## Selected excerpt

━━━━━━━━━━━━━━━━━━━━━━━━━━━━━━

Big Ten

Extensions for Chris Collins, Pat Fitzgerald reward achievements and signal best is still to come for Northwestern

Extensions for Chris Collins, Pat Fitzgerald reward achievements and signal best is still to come for Northwestern

When Northwestern announces the reported big contract extensions for Chris Collins and Pat Fitzgerald on Tuesday afternoon, it will be a signal.

Or rather the announcement will be the latest part of an already-ongoing signal that Northwestern athletics — and specifically the school's two highest-profile programs — is ready to take the next step and run with the big dogs of the Big Ten.

The investments, in terms of both dollars and years, are being reported as substantial, keeping Fitzgerald in Evanston for another decade and Collins around for nearly as long. The big-time spending has already been reflected in the facilities upgrades the two programs are receiving. Fitzgerald's program is getting a sparkling new facility on the shores of Lake Michigan. Collins' program is getting a complete renovation to Welsh-Ryan Arena.

━━━━━━━━━━━━━━━━━━━━━━━━━━━━━━

## Data
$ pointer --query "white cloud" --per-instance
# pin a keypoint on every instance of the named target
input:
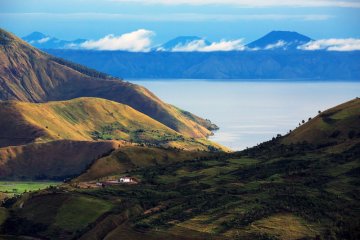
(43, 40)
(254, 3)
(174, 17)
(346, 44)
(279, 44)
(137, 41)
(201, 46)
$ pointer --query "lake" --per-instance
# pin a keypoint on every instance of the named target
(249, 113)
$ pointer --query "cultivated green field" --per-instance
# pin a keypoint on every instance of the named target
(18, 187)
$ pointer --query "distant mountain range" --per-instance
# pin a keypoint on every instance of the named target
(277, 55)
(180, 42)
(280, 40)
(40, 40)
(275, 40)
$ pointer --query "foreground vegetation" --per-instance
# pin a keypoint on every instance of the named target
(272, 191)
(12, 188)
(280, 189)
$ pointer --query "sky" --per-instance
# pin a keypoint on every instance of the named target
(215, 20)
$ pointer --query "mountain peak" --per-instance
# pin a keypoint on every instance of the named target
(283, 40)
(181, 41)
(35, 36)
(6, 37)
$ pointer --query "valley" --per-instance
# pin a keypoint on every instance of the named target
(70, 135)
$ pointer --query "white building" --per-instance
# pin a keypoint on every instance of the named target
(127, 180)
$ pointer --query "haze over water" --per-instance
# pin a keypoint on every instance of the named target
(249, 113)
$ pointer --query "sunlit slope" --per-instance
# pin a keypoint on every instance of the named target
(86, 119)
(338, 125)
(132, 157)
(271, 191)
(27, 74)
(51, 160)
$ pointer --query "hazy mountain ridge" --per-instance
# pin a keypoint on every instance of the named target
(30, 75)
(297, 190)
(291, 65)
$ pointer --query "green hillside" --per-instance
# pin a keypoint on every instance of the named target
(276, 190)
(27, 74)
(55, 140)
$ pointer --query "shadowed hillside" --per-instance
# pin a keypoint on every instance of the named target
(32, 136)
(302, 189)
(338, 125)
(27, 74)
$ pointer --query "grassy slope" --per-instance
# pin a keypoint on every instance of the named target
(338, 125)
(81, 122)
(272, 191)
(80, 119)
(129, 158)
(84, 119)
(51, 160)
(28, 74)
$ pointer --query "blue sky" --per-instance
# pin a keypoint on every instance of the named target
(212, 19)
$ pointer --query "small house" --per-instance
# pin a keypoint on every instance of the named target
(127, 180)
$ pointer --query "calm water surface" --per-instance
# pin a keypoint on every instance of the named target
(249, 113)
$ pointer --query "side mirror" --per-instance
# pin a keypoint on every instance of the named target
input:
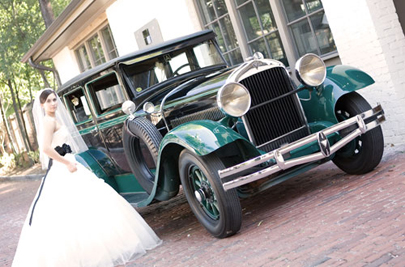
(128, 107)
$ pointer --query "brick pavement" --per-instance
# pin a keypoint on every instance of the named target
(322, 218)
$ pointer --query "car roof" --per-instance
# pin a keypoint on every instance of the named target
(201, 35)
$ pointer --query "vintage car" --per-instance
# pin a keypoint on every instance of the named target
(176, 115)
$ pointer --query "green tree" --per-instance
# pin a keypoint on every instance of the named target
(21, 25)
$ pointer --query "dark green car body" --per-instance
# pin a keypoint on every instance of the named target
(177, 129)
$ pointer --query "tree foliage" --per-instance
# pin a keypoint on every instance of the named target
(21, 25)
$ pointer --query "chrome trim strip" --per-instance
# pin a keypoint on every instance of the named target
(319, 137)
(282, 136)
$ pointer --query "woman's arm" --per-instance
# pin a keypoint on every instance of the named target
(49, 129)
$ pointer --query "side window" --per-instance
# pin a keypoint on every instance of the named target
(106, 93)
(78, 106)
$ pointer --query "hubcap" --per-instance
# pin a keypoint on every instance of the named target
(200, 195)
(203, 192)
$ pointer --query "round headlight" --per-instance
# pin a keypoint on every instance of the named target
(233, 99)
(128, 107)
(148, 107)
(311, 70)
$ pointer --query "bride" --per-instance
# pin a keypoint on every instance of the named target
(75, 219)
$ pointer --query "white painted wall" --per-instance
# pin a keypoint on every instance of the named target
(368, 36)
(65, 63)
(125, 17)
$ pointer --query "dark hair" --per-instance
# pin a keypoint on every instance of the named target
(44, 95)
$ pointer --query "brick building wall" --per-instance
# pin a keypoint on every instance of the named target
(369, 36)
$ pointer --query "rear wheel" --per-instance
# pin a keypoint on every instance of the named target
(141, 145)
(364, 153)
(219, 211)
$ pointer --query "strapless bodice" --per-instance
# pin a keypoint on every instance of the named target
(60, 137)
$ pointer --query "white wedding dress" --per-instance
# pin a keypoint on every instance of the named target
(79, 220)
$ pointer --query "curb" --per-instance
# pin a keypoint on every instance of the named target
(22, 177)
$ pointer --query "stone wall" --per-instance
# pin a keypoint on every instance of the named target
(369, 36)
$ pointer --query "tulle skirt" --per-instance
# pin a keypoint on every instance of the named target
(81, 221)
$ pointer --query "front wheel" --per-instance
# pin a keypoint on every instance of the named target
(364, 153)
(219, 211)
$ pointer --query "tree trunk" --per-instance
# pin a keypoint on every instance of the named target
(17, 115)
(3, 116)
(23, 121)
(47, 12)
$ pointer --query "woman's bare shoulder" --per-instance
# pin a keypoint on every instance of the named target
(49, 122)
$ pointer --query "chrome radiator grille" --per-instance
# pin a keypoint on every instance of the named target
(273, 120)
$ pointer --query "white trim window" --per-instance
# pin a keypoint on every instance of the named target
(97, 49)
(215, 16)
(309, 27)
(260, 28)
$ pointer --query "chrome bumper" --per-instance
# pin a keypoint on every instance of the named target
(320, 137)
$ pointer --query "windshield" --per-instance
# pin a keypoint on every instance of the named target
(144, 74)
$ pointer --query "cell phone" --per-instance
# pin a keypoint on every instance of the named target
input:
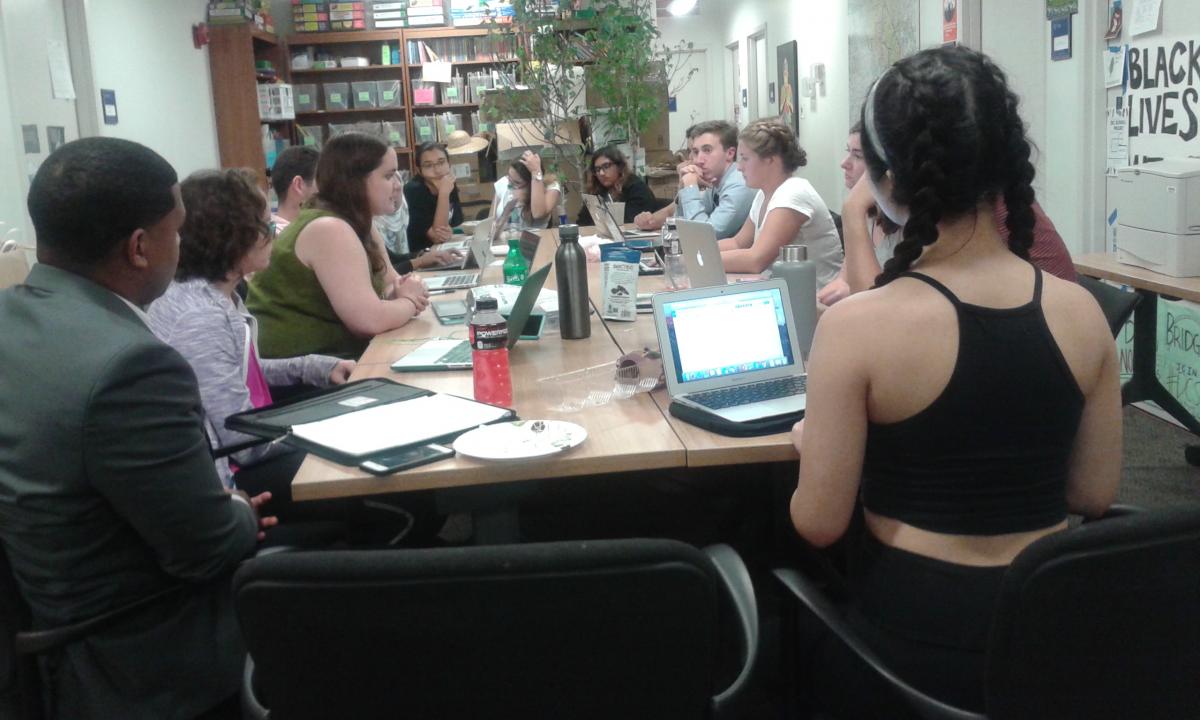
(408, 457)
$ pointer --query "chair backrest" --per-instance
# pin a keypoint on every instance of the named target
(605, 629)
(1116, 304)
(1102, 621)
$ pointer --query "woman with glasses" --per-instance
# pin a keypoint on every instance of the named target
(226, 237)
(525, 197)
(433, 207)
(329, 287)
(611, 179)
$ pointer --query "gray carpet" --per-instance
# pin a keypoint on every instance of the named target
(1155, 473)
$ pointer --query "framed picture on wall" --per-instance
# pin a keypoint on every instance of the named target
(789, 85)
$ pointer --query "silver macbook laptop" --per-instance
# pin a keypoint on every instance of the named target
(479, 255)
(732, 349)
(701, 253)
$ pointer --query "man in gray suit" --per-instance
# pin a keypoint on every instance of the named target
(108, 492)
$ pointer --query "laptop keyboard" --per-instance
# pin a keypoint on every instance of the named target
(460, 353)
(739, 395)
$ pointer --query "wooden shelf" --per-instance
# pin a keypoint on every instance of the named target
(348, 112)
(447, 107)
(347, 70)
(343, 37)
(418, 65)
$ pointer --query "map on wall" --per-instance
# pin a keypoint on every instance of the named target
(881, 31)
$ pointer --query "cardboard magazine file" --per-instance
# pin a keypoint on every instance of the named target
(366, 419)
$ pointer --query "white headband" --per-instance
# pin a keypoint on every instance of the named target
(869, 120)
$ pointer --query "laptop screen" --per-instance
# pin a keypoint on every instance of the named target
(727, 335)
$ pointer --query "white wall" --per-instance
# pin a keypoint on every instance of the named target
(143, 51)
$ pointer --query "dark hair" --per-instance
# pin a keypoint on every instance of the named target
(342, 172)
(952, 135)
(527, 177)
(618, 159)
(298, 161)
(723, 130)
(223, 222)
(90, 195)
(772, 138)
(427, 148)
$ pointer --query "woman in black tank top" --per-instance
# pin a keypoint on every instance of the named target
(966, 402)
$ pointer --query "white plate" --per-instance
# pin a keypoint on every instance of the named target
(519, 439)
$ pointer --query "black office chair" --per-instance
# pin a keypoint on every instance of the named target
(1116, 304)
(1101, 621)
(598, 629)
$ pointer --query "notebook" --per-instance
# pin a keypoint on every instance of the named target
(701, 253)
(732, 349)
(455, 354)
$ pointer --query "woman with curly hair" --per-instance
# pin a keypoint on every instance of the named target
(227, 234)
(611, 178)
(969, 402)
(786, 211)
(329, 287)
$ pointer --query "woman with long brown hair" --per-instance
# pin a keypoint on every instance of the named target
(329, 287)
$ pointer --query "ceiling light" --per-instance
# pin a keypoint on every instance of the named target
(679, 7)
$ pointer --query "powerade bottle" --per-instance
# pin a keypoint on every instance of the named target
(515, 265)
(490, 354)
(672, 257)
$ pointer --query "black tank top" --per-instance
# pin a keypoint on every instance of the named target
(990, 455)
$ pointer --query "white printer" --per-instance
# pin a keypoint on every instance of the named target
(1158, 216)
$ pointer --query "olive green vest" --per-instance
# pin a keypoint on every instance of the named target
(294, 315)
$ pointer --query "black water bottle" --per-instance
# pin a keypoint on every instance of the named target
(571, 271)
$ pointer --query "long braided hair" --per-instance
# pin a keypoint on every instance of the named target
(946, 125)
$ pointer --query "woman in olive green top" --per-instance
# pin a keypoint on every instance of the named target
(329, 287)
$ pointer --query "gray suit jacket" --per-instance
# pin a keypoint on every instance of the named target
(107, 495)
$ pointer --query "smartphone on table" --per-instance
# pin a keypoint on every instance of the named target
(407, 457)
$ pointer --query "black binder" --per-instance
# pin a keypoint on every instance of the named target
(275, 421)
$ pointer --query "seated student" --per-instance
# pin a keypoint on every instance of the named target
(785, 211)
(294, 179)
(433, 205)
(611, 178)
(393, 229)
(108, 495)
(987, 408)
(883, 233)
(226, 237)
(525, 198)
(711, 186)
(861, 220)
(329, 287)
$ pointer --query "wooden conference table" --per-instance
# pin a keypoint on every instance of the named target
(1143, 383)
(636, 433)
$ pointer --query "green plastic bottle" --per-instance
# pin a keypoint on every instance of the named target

━━━━━━━━━━━━━━━━━━━━━━━━━━━━━━

## About this exercise
Does each statement agree with the article on the Northwestern extensions? 1. Fitzgerald's extension keeps him in Evanston for another decade. 2. Collins' program is getting a new facility on the shores of Lake Michigan. 3. The extensions are to be announced on Tuesday morning. Answer yes or no for each and quote the deciding words. Answer from the article on the Northwestern extensions alone, not from the listing.

## Final answer
1. Yes: "keeping Fitzgerald in Evanston for another decade"
2. No: "Fitzgerald's program is getting a sparkling new facility on the shores of Lake Michigan. Collins' program is getting a complete renovation to Welsh-Ryan Arena."
3. No: "on Tuesday afternoon"